#### DATA SECTION ####

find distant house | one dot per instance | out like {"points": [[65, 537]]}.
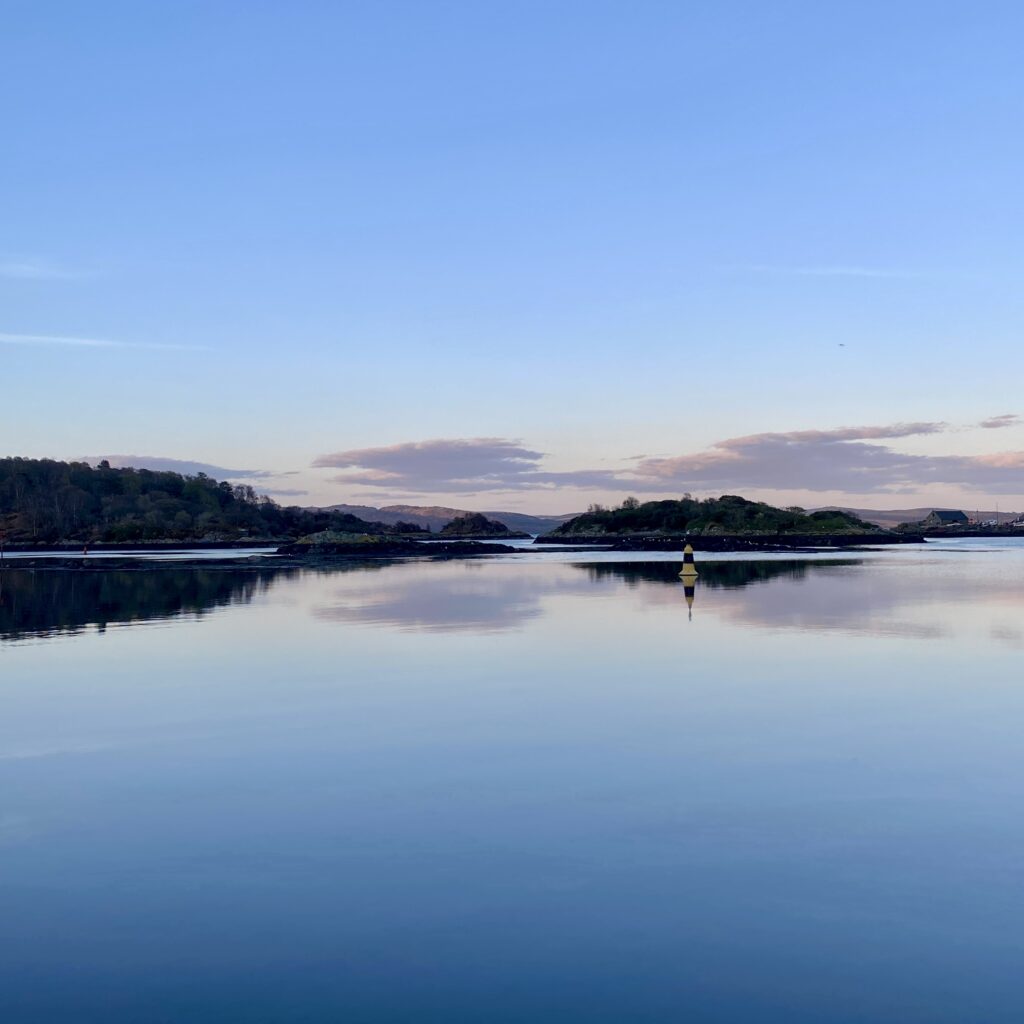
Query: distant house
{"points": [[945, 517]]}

####
#### DATA SECTION ####

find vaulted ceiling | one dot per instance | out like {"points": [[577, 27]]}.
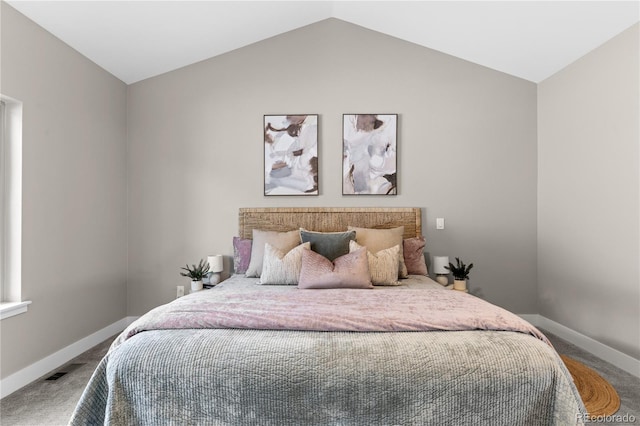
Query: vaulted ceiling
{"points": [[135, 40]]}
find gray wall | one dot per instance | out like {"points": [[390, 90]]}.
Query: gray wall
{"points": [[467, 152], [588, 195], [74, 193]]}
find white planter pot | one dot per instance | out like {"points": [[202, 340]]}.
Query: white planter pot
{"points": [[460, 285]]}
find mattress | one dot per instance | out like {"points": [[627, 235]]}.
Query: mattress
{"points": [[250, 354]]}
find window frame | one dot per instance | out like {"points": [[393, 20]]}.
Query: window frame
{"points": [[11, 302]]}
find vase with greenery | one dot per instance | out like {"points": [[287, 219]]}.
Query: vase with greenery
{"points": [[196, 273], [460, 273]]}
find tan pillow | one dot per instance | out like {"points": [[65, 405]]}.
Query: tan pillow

####

TASK DIRECTIONS -
Duplicate, without any change, the rows beginning with the line containing "find vase with" and continuing through the line containing "Query: tan pillow".

WRITTEN ANSWER -
find vase with greenery | one dot per instance | out like {"points": [[287, 219]]}.
Query: vase with greenery
{"points": [[196, 273], [460, 273]]}
find tan pillow | one dot per instance | out like {"points": [[65, 405]]}.
Query: tan pillow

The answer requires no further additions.